**GOAL**: Give back the line where "Question. Point out every instance of the blue metal" appears and all the lines after it until the listing ends, unchanged and with nothing else.
☆ ☆ ☆ ☆ ☆
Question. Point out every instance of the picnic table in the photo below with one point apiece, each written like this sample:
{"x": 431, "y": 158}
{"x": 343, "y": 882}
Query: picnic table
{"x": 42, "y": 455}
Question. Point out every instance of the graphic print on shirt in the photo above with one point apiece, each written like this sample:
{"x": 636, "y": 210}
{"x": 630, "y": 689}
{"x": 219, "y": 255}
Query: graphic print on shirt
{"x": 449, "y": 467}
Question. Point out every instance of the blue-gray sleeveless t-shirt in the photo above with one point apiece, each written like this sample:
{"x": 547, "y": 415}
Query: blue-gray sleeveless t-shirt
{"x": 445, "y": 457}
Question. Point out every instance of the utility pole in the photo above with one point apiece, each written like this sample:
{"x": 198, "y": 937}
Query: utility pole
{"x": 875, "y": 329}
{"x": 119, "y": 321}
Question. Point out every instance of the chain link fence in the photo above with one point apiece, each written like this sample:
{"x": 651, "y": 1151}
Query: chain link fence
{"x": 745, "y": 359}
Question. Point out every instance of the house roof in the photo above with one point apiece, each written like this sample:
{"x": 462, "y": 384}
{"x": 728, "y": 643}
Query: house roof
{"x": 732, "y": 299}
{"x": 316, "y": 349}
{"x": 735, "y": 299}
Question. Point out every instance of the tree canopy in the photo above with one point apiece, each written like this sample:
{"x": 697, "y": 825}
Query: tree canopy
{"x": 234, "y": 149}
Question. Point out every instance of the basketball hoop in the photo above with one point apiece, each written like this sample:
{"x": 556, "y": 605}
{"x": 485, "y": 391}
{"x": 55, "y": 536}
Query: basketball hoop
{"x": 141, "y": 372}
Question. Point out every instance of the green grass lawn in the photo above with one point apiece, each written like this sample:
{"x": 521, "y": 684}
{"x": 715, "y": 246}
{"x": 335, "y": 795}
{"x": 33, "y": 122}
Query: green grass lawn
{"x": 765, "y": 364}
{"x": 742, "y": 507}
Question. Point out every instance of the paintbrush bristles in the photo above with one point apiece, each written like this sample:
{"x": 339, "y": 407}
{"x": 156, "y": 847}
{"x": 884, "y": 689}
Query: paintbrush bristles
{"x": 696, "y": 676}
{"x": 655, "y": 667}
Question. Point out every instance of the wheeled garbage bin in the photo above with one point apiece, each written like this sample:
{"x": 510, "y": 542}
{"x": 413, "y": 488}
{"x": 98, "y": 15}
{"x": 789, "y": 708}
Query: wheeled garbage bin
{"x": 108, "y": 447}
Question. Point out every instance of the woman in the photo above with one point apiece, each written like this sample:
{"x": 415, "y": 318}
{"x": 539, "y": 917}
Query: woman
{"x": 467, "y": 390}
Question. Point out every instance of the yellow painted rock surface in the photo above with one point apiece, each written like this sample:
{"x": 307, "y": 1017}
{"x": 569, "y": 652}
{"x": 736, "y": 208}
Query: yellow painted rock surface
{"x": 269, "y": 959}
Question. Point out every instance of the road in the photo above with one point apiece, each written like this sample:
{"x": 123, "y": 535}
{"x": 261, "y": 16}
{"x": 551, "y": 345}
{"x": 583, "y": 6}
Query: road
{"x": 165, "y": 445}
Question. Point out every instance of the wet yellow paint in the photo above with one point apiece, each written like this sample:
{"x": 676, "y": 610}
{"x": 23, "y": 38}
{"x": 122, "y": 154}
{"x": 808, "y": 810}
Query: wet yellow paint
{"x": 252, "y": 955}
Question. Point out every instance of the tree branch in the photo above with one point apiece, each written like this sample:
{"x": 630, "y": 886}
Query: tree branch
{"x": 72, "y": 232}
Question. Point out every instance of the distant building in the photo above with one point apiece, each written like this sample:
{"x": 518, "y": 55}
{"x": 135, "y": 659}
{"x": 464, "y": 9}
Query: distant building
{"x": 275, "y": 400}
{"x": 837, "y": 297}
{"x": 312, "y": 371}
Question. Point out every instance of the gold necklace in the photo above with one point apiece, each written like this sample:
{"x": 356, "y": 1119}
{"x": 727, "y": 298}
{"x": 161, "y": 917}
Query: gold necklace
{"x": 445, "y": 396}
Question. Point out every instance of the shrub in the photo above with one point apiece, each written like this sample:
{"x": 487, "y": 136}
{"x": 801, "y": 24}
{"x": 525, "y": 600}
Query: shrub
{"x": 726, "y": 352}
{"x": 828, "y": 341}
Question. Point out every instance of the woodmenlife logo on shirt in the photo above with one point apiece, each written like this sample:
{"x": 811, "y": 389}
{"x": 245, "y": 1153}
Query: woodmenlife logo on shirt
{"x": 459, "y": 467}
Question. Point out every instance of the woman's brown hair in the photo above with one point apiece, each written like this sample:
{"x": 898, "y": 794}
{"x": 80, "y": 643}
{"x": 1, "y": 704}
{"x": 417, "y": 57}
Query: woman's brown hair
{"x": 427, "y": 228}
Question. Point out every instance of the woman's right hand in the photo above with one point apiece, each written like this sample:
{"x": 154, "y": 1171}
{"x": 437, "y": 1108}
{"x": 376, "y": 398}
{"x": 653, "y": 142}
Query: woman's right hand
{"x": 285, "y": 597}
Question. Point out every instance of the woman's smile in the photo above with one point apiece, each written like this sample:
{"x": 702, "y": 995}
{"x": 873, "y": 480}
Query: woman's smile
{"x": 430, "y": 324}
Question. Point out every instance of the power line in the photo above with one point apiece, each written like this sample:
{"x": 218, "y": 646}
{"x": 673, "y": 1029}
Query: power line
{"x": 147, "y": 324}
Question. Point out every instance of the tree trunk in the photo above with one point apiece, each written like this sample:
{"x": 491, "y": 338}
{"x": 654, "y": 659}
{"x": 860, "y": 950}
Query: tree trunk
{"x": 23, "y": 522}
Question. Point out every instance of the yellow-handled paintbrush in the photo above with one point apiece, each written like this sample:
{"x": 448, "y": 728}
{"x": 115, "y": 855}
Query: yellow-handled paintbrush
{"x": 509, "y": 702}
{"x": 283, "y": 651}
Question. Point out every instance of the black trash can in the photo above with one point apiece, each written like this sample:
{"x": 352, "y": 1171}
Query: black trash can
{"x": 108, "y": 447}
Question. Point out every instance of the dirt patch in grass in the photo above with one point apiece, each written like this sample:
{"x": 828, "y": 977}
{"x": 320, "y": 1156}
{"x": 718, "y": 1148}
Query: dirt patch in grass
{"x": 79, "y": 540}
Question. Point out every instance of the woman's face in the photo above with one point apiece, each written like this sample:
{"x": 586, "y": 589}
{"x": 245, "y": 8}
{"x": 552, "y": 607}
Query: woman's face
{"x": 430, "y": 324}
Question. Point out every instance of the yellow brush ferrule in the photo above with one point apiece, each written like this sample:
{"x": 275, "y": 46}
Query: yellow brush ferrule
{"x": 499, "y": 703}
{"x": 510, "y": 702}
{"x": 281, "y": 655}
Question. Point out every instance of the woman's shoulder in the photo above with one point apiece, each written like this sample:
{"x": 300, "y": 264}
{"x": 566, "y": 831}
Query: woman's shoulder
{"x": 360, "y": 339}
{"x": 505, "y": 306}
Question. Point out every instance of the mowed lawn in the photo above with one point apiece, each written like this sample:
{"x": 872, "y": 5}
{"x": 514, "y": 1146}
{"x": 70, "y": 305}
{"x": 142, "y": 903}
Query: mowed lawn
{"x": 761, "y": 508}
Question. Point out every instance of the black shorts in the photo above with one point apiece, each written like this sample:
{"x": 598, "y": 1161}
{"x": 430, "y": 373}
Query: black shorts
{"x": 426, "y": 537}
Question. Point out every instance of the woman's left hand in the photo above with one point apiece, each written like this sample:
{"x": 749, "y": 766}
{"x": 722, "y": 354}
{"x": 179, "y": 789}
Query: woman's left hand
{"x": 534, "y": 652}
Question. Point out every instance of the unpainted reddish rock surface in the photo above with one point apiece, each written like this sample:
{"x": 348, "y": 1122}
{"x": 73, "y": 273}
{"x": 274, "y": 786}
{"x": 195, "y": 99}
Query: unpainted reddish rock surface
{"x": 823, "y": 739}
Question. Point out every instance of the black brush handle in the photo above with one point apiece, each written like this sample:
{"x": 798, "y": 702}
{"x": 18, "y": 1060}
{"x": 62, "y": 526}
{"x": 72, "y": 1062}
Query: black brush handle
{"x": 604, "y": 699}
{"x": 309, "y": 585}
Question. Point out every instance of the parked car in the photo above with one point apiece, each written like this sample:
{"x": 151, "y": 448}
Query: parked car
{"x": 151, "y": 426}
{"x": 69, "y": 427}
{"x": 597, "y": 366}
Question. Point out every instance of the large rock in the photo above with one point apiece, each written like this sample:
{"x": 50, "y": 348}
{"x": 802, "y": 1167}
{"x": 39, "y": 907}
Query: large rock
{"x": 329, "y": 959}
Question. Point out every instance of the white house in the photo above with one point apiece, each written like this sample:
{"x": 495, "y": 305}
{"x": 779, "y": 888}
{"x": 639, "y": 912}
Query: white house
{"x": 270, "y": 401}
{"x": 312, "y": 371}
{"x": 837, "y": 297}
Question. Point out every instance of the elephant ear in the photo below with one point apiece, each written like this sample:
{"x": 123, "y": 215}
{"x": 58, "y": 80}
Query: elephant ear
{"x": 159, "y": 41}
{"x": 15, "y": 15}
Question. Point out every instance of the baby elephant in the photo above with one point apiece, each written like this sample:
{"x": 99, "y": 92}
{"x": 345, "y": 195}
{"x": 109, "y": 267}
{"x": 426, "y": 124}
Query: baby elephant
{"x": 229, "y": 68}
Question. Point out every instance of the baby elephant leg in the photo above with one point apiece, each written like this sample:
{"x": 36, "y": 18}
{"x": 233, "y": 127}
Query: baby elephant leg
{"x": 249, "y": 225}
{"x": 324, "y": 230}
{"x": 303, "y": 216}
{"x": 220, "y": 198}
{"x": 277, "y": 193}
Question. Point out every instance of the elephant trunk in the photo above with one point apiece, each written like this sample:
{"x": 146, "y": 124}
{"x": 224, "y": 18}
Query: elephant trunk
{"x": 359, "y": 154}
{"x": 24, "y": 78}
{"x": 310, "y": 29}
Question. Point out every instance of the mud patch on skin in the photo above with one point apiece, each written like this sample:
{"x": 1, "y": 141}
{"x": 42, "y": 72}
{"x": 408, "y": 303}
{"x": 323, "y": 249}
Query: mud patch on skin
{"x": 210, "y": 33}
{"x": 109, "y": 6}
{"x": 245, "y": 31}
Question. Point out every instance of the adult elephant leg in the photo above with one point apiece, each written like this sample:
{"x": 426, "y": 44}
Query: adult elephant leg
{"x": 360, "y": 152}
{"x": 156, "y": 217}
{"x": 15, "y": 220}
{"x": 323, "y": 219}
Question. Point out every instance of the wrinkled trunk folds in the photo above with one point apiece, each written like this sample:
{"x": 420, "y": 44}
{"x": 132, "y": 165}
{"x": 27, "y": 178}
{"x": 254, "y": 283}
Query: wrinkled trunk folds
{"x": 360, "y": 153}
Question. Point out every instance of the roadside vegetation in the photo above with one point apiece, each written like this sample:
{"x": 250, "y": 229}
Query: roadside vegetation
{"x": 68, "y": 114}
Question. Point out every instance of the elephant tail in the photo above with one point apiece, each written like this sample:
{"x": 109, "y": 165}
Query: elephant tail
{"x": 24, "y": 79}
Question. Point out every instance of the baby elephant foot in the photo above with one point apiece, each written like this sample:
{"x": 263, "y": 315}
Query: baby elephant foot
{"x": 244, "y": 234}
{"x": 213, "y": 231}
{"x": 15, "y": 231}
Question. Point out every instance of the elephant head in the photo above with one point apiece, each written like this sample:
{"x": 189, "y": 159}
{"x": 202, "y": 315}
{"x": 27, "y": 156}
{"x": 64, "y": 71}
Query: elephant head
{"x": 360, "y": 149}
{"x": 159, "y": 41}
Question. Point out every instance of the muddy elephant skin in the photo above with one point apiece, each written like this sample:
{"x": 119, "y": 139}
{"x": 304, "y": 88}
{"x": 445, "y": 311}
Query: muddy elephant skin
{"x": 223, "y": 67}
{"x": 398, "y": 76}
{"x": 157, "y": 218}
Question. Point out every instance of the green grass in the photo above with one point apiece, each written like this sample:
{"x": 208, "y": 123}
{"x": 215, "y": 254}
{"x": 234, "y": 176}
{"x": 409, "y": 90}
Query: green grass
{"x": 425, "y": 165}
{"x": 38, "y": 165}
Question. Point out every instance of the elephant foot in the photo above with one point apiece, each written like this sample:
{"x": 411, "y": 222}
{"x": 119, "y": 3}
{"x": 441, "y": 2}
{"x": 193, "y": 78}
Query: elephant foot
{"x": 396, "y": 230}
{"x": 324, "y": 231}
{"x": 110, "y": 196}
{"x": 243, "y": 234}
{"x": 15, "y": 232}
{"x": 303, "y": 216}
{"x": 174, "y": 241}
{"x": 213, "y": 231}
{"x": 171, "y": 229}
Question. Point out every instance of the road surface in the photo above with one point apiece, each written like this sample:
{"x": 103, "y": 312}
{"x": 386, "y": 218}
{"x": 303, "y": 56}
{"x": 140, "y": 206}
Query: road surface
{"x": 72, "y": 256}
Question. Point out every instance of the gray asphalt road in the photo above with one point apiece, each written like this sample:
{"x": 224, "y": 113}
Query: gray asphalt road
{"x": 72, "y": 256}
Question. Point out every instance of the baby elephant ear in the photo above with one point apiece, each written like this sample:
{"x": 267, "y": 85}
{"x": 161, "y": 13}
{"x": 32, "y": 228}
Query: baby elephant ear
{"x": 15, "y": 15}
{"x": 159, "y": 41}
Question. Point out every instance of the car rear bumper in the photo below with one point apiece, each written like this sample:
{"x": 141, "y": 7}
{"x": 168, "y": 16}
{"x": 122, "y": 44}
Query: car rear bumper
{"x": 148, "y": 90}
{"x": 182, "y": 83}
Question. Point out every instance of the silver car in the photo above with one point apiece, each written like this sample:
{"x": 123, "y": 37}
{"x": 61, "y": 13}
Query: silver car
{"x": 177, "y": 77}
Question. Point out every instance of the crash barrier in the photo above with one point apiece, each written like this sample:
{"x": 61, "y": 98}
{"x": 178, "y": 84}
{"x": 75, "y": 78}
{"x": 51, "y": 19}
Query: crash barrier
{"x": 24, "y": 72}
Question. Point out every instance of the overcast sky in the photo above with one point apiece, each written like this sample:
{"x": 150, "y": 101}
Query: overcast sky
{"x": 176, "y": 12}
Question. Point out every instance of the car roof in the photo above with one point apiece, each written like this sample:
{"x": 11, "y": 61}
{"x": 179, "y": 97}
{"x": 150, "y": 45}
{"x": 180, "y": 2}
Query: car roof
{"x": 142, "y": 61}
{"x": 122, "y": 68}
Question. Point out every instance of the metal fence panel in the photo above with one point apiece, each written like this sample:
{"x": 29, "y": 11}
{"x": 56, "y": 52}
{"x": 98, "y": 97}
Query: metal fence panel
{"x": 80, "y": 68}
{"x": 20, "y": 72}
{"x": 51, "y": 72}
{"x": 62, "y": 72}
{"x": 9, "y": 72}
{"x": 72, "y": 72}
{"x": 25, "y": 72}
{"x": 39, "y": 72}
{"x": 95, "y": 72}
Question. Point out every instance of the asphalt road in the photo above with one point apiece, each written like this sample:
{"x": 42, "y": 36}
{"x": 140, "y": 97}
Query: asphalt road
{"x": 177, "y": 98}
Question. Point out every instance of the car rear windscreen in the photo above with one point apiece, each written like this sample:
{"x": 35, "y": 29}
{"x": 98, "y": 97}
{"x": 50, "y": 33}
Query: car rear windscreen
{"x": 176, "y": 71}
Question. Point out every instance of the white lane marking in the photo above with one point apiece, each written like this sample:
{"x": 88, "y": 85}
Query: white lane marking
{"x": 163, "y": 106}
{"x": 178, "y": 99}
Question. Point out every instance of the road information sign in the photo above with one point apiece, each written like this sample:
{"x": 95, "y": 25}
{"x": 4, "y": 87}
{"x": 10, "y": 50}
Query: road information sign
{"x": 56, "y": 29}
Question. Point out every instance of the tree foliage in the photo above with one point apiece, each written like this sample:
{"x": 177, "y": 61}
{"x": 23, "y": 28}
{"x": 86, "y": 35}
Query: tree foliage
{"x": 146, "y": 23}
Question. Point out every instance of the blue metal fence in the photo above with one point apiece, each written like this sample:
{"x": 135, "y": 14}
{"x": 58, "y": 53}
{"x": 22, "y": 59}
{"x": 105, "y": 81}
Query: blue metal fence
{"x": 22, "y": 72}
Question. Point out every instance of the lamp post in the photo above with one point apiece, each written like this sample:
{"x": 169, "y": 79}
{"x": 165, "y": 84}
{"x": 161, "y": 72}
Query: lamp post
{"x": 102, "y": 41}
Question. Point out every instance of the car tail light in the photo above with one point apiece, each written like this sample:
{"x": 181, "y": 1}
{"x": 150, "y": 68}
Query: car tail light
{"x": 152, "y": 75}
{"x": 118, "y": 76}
☆ ☆ ☆ ☆ ☆
**RESPONSE TO THE TASK**:
Question. Point out every instance of the blue metal fence in the photo above with one point apiece, each written like this sample:
{"x": 135, "y": 14}
{"x": 58, "y": 53}
{"x": 22, "y": 59}
{"x": 105, "y": 81}
Query: blue metal fence
{"x": 22, "y": 72}
Question. Point out every instance of the lamp post in the photo above with one point apiece, each written like this sample:
{"x": 169, "y": 79}
{"x": 165, "y": 84}
{"x": 161, "y": 72}
Query: lamp post
{"x": 102, "y": 41}
Question. Point out every instance of the car tail light in the photo above with one point apiece, each written like this sample:
{"x": 181, "y": 1}
{"x": 150, "y": 68}
Query: car tail light
{"x": 152, "y": 75}
{"x": 118, "y": 76}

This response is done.